1993年に出版されて吉野作造賞を受けた『キメラ』の増補版が出た。
法制思想史を専門とする山室信一のこの本は、「日本人が歴史上、初めて経験した多民族国家の形成と、そのユートピアの無惨な失敗」(増補版のためのあとがき)としての満洲国の歴史を扱っている。手軽に読める満洲国の通史はほかに見あたらないから、旧版はこの植民地国家について知ろうと思ったらまずこれを手に取るしかないという定評のある本だった。
増補版では、新たに「満洲そして満洲国の歴史的意味とは何であったのか」という80ページほどの補章が一問一答形式でつけ加えられている。ここでは、一方では満洲国の意味を17世紀以来の長いスパンで捉えなおしながら、一方では本文でほとんど触れられることのなかった有名無名の人たちのことが語られている。そこで、補章から興味をもった部分をひろいだしてみることにしよう。
その前に、本のタイトルである「キメラ」とはギリシャ神話に出てくる頭が獅子、胴が羊、尾が龍である怪物のこと。山室は「獅子は関東軍、羊は天皇制国家、龍は中国皇帝および近代中国にそれぞれ比す」と書いている。怪物の頭脳は関東軍であり、胴体は大日本帝国の模造国家にすぎず、飾りとしての尾は溥儀という「ラストエンペラー」だった、ということだろう。
満洲国は1932年、「五族協和」「王道楽土」をスローガンに欧米の帝国主義支配を排しアジアの理想国家をつくるとして「建国」された。
本文では満洲国の歴史を、石原莞爾の「最終戦争」政略のなかで浮上した満洲占領構想や、それに呼応した在満日本人の動きから説きおこしている。そして、建国された後の政府機関では日本人が多くを占めていたこと、公用語として日本語が使われていたことや、少数の満洲人・中国人・朝鮮人官吏は俸給の面でも差別されていたことなどが、主に政治や法制度の側面から叙述されている。
新書という制約もあってだろう、本文では満洲国の経済についてはほとんど触れられていない。満洲国の経済を支えたのは農業と石炭と製鉄だったが、それらはほとんど大日本帝国の戦争遂行のために吸いあげられた。補章では、それら以外にもうひとつ、アヘンがあったことが明らかにされている。
━━━━━━━━━━
取り組む課題:
- a) 『キメラ』の書評から、「その前に、本のタイトルである」から「トエンペラー」だった、ということだろう。」に至るまでのすべてを、一字も変えずに返しなさい。
- b) 『キメラ』の書評にある次の一文を英語に訳しなさい。「満洲国は1932年、「五族協和」「王道楽土」をスローガンに欧米の帝国主義支配を排しアジアの理想国家をつくるとして「建国」された。」
この記録は使用しません。

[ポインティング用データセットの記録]
━━━━━━━━━━
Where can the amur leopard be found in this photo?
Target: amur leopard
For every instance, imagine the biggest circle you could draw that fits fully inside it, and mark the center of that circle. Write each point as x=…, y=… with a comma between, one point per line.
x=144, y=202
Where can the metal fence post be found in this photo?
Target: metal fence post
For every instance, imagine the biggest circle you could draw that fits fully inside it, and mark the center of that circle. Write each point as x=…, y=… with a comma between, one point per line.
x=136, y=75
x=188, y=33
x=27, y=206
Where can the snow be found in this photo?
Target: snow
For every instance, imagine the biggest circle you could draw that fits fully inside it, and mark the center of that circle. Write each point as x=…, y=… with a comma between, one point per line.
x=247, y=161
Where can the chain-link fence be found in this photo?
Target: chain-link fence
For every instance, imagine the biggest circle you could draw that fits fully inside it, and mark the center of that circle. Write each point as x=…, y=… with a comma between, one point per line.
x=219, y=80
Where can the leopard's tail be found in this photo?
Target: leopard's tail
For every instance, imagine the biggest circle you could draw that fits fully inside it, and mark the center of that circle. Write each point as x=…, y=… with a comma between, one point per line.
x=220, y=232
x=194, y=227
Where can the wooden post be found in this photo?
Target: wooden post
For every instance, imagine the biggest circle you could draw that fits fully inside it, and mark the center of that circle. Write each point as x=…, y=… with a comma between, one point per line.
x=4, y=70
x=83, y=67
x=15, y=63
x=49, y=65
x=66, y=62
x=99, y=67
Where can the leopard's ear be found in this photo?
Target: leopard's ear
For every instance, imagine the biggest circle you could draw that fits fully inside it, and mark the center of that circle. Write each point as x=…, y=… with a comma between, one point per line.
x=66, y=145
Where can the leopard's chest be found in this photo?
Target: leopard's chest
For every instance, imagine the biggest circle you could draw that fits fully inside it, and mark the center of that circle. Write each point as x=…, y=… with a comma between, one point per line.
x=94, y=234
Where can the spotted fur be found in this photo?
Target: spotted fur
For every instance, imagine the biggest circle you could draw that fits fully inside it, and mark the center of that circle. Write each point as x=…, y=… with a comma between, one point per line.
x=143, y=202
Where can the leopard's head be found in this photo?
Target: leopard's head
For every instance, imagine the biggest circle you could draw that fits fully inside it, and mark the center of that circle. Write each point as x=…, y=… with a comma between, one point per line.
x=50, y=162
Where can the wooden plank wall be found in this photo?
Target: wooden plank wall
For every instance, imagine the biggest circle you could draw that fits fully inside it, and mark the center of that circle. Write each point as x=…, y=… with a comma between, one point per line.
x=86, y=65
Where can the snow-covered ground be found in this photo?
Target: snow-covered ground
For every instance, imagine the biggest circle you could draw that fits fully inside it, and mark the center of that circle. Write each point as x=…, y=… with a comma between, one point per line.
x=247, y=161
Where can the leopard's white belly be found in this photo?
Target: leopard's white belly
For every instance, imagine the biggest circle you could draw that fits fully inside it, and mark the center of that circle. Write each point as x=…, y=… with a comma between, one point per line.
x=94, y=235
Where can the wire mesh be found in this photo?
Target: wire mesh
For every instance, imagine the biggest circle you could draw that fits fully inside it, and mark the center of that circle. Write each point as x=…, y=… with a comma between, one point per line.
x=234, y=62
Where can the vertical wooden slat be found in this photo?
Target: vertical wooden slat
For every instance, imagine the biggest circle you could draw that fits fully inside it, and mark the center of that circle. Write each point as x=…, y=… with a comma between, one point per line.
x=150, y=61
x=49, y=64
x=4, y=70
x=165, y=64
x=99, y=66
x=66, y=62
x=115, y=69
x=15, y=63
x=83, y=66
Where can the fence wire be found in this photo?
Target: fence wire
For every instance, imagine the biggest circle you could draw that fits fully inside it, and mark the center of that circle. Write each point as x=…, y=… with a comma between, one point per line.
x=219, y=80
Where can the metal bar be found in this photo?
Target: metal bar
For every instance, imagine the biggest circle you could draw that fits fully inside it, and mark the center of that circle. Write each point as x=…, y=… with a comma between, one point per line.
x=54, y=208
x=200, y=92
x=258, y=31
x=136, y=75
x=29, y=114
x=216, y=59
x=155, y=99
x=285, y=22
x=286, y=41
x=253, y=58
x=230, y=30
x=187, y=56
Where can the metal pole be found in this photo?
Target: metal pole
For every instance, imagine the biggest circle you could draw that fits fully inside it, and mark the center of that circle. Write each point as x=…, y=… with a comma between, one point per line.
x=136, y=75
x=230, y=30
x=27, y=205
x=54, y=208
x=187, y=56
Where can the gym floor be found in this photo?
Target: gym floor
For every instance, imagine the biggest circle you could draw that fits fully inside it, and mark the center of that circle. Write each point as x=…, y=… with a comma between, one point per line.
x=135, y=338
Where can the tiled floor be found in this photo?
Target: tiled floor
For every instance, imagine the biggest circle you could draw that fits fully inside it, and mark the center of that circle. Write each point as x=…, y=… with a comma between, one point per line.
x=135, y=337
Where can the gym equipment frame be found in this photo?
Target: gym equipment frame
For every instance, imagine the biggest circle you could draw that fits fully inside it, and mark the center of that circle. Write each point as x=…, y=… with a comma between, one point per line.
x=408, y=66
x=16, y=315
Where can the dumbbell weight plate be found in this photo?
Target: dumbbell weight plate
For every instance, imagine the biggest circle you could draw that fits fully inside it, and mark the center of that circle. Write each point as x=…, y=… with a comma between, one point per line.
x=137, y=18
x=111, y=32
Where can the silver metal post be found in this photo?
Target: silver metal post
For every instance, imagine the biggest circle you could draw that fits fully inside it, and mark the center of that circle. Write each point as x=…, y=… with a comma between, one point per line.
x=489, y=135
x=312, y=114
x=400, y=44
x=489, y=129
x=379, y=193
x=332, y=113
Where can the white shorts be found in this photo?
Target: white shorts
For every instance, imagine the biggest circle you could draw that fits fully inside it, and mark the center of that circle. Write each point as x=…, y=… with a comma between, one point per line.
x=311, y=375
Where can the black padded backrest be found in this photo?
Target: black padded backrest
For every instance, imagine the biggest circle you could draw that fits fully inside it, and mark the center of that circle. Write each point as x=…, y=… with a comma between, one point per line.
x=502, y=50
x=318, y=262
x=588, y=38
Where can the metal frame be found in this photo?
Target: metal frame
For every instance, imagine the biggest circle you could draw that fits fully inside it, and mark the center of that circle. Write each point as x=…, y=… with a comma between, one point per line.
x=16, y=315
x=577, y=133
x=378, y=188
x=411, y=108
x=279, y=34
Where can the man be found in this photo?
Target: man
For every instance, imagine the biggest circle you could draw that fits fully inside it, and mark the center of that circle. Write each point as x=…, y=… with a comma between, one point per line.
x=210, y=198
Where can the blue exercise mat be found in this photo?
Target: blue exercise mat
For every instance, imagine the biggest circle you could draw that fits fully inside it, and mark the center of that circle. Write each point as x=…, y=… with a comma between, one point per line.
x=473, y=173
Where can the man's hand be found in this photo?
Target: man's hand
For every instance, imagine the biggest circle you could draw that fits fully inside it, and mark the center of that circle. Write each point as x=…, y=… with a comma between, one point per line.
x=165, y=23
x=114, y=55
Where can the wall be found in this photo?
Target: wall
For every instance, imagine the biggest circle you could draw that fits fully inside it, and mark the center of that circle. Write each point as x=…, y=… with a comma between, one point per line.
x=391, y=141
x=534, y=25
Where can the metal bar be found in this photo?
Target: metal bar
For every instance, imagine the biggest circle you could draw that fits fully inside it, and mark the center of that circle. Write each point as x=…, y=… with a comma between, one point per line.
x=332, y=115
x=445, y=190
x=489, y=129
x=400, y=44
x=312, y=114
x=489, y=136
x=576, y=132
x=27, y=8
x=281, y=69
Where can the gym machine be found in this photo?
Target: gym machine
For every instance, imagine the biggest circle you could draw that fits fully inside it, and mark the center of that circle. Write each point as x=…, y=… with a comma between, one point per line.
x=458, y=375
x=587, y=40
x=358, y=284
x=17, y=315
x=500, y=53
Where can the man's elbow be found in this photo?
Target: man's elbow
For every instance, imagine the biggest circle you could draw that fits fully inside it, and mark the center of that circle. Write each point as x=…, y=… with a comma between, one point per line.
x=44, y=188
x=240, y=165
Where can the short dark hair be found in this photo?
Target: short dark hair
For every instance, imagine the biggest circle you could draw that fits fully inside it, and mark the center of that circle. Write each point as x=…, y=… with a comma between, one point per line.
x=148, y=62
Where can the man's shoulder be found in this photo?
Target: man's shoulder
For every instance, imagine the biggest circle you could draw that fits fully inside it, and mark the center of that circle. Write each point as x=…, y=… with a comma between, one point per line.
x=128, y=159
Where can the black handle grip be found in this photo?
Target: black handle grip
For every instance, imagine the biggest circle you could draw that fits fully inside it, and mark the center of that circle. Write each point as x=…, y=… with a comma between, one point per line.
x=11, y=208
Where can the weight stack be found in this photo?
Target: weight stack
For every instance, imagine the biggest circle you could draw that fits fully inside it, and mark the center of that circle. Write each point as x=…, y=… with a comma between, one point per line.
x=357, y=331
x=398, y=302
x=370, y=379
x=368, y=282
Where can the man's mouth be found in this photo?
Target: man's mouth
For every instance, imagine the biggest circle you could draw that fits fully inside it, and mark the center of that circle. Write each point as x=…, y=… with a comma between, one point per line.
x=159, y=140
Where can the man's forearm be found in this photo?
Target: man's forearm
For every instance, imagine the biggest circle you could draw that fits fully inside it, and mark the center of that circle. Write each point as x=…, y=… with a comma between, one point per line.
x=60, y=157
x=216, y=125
━━━━━━━━━━
演習の結果:
- a)
その前に、本のタイトルである「キメラ」とはギリシャ神話に出てくる頭が獅子、胴が羊、尾が龍である怪物のこと。山室は「獅子は関東軍、羊は天皇制国家、龍は中国皇帝および近代中国にそれぞれ比す」と書いている。怪物の頭脳は関東軍であり、胴体は大日本帝国の模造国家にすぎず、飾りとしての尾は溥儀という「ラストエンペラー」だった、ということだろう。

- b) In 1932, Manchukuo was "founded" under the slogans "harmony of the five races" and "paradise of the kingly way," with the stated aim of casting off Western imperialist rule and building an ideal Asian state.